start DOCUMENT TEXT
- Developer: Ashton-Tate
- Release: August 1988; 38 years ago
- Platform: Apple Macintosh
- Type: Spreadsheet

= Full Impact =

Spreadsdheet program

Full Impact was a spreadsheet program for the Apple Macintosh computer released by Ashton-Tate in the late 1980s. Full Impact was known for excellent graphing and visual display, far better than contemporary versions of Microsoft Excel. But this was also its only really compelling feature, and it was unable to find a market niche given the dominance of Excel in the Macintosh marketplace.

==History==
Full Impact started in a roundabout fashion when early Apple employee and programmer Randy Wigginton decided to write a spreadsheet program. Wigginton had left Apple during the Macintosh development process to start Encore Systems with two friends, Don Breuner and Ed Ruder. They were soon hired by Steve Jobs to develop a word processor for the soon-to-be-released Macintosh, which would become MacWrite. Wigginton wanted to duplicate this success by making a GUI-based spreadsheet that would be easier to use than anything on the market. Unlike a word processor, however, a spreadsheet requires a complex "engine" to quickly solve the many equations that make it up.
end DOCUMENT TEXT
**YOUR TASKS:**
- a) Answer these questions from the Full Impact article:
(i) Which company released Full Impact?
(ii) For what was Full Impact known?
(iii) With whom did Randy Wigginton start Encore Systems?
- b) Reproduce the passage of the Full Impact article from "- Developer: Ashton-Tate" to "the Macintosh marketplace.".
start GIVEN DATA
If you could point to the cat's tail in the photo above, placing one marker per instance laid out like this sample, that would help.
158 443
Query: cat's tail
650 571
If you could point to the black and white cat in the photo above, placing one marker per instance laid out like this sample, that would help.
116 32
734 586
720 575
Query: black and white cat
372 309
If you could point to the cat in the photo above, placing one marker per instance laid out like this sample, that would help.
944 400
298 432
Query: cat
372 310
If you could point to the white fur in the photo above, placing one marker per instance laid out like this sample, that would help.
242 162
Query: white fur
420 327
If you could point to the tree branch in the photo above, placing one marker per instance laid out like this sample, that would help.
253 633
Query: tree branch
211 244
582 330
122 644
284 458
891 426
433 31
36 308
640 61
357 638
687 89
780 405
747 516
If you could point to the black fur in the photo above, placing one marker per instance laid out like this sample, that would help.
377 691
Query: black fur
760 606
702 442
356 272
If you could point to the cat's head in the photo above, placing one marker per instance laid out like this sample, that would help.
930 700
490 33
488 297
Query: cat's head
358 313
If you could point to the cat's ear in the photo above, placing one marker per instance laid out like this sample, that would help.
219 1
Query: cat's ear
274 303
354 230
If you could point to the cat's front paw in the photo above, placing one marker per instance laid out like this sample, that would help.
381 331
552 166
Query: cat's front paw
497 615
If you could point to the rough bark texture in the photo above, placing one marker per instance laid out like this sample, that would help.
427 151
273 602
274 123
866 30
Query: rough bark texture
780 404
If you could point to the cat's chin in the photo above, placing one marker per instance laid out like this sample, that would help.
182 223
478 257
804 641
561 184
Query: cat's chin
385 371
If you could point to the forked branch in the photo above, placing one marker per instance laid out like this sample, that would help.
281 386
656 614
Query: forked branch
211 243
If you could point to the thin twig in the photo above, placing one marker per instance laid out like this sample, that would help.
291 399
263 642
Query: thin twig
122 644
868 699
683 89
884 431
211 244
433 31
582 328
end GIVEN DATA
**OUTPUTS FOR THE TASKS:**
- a)
(i) Ashton-Tate
(ii) Excellent graphing and visual display
(iii) Don Breuner and Ed Ruder

- b)
- Developer: Ashton-Tate
- Release: August 1988; 38 years ago
- Platform: Apple Macintosh
- Type: Spreadsheet

= Full Impact =

Spreadsdheet program

Full Impact was a spreadsheet program for the Apple Macintosh computer released by Ashton-Tate in the late 1980s. Full Impact was known for excellent graphing and visual display, far better than contemporary versions of Microsoft Excel. But this was also its only really compelling feature, and it was unable to find a market niche given the dominance of Excel in the Macintosh marketplace.